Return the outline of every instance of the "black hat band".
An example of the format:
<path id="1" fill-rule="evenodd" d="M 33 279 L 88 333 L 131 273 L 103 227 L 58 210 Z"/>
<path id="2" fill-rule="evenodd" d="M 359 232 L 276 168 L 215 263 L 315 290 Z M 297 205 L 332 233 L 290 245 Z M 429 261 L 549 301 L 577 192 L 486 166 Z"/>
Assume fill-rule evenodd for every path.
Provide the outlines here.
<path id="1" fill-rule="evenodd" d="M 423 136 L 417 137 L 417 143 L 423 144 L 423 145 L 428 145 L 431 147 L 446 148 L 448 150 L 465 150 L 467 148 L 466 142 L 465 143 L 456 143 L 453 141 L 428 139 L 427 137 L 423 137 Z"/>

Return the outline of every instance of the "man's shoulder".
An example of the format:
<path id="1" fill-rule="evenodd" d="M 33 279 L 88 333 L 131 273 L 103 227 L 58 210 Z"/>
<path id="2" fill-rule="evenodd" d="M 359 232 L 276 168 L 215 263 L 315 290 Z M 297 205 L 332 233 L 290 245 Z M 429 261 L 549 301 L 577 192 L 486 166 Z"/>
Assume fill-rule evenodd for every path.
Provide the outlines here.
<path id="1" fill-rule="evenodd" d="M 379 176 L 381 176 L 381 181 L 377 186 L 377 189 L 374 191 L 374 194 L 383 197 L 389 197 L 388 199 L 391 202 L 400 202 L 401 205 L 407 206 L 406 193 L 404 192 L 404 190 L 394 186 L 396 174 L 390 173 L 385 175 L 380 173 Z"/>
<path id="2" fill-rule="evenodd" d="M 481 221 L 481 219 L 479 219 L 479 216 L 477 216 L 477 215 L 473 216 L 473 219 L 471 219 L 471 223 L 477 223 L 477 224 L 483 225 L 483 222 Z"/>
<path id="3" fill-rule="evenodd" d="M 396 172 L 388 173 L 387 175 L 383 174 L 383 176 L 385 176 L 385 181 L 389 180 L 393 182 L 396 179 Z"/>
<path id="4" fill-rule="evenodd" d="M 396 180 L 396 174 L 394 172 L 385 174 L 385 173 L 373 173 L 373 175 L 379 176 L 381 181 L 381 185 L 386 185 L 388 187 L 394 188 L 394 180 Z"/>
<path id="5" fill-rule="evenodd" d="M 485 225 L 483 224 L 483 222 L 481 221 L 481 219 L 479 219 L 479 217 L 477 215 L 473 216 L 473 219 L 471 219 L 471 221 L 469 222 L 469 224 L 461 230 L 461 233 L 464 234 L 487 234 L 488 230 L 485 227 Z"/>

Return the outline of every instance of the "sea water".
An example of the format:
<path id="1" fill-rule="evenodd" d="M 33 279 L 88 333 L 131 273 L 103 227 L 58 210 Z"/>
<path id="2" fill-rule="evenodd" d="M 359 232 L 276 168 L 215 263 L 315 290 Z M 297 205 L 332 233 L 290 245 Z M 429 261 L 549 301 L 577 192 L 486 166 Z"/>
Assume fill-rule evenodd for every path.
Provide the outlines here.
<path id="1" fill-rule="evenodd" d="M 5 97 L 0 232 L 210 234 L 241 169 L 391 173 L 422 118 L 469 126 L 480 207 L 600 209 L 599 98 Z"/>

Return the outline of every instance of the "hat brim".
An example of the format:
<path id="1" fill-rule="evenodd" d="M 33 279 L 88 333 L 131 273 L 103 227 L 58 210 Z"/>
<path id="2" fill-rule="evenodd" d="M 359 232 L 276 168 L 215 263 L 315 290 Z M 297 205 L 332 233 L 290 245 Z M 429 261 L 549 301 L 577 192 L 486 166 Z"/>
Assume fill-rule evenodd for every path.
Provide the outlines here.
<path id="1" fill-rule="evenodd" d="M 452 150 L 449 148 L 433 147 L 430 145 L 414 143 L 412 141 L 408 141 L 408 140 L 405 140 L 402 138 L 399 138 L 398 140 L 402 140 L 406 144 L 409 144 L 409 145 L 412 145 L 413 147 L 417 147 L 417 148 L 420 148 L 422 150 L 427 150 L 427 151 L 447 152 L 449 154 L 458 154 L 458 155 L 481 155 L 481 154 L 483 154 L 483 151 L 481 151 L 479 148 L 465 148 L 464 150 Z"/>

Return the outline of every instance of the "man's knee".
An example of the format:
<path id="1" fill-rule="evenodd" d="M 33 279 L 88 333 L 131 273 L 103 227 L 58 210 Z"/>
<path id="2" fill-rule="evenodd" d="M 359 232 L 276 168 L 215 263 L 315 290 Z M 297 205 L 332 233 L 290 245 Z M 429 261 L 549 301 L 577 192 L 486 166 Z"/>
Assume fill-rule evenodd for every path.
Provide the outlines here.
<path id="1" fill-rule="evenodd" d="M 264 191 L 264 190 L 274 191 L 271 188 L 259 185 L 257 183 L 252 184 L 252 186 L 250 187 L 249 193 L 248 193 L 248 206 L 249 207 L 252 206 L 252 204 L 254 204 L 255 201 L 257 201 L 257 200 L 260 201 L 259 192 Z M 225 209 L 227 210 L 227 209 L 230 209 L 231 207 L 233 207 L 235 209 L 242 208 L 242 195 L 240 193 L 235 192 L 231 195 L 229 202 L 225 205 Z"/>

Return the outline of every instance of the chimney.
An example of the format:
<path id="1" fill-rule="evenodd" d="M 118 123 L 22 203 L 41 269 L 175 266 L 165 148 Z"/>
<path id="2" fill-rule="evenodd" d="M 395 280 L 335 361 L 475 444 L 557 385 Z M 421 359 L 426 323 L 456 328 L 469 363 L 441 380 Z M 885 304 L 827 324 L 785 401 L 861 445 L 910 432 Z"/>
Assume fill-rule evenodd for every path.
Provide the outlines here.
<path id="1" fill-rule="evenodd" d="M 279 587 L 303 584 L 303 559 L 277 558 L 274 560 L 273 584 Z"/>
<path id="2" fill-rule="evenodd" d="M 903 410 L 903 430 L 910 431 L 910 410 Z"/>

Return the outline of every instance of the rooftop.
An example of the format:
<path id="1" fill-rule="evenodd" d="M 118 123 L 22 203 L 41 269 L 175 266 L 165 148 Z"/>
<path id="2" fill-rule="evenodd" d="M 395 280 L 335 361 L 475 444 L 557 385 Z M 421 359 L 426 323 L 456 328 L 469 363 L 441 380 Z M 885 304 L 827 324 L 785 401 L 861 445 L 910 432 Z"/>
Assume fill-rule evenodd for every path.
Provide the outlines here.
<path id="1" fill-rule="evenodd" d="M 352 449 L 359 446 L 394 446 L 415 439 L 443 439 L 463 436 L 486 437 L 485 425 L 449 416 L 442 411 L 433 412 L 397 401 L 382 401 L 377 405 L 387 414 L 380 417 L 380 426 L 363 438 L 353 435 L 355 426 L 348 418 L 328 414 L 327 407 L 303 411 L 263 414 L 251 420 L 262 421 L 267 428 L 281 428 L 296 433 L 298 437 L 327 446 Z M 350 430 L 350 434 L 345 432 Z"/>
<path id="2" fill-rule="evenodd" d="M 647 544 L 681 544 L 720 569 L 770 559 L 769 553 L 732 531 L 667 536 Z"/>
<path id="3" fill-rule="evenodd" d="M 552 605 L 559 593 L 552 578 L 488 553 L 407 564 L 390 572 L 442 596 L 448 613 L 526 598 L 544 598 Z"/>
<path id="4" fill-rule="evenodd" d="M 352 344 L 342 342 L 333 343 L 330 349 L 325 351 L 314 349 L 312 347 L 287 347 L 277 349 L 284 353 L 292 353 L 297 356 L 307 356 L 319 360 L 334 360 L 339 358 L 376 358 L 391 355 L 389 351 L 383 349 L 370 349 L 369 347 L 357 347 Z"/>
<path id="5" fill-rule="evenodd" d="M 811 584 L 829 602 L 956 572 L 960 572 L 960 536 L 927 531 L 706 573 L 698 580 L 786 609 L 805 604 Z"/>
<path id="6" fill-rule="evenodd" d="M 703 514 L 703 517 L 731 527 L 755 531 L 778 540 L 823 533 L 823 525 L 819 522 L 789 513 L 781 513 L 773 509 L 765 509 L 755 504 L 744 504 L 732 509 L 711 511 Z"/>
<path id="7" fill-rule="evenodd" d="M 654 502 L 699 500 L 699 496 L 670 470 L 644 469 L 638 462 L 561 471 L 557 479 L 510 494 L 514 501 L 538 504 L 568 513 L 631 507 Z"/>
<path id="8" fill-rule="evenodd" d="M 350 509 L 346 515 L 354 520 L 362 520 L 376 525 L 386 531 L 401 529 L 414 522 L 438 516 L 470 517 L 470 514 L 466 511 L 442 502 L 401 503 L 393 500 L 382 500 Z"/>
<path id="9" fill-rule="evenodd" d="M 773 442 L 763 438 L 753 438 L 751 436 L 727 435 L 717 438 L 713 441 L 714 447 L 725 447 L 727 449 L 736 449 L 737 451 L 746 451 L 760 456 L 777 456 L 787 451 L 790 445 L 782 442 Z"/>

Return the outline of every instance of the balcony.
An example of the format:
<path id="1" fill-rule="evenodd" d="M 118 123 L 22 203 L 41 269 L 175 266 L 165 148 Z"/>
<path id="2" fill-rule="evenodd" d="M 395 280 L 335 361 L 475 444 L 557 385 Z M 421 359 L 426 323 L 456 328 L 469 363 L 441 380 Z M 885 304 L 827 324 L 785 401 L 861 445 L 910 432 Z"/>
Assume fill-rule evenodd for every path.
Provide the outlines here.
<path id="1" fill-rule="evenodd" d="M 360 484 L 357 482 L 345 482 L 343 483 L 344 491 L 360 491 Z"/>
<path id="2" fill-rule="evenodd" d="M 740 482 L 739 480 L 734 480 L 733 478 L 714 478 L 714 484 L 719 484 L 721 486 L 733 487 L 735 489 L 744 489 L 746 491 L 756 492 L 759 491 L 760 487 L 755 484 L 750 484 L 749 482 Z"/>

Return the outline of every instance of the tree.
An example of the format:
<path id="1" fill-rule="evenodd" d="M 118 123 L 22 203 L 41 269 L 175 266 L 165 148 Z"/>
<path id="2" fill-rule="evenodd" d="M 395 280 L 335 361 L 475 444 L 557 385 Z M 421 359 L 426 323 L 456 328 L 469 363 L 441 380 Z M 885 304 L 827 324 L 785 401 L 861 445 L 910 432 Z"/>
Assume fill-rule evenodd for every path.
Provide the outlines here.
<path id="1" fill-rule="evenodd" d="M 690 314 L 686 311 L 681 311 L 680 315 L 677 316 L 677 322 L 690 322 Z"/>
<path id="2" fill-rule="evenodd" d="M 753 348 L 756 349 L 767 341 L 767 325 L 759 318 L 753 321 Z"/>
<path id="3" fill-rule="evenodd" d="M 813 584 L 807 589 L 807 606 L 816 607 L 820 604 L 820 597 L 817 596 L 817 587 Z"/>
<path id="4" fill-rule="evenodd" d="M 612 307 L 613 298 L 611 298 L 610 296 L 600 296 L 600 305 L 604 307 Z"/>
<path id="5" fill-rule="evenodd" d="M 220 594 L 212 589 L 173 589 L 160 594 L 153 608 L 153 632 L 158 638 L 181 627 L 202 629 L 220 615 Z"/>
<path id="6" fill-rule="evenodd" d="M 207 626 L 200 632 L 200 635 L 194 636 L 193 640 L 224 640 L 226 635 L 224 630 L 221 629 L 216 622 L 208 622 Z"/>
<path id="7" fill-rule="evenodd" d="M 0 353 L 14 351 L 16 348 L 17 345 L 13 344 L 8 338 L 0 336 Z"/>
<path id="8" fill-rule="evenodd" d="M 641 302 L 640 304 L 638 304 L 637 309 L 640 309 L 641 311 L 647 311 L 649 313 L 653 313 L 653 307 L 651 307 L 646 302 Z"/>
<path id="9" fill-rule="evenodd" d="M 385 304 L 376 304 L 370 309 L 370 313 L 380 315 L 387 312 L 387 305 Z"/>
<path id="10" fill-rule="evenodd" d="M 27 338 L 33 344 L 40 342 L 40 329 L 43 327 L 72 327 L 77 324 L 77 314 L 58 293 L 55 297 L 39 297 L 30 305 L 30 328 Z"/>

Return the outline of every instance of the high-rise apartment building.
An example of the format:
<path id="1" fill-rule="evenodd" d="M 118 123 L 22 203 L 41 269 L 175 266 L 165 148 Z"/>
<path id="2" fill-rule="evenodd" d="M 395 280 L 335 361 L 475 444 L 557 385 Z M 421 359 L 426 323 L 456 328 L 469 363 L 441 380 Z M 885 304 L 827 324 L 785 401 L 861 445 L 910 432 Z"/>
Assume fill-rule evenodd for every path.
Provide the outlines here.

* _WORK TO COMPLETE_
Count how many lines of the listing above include the word "Return", then reply with that count and no other text.

* _SOLUTION_
10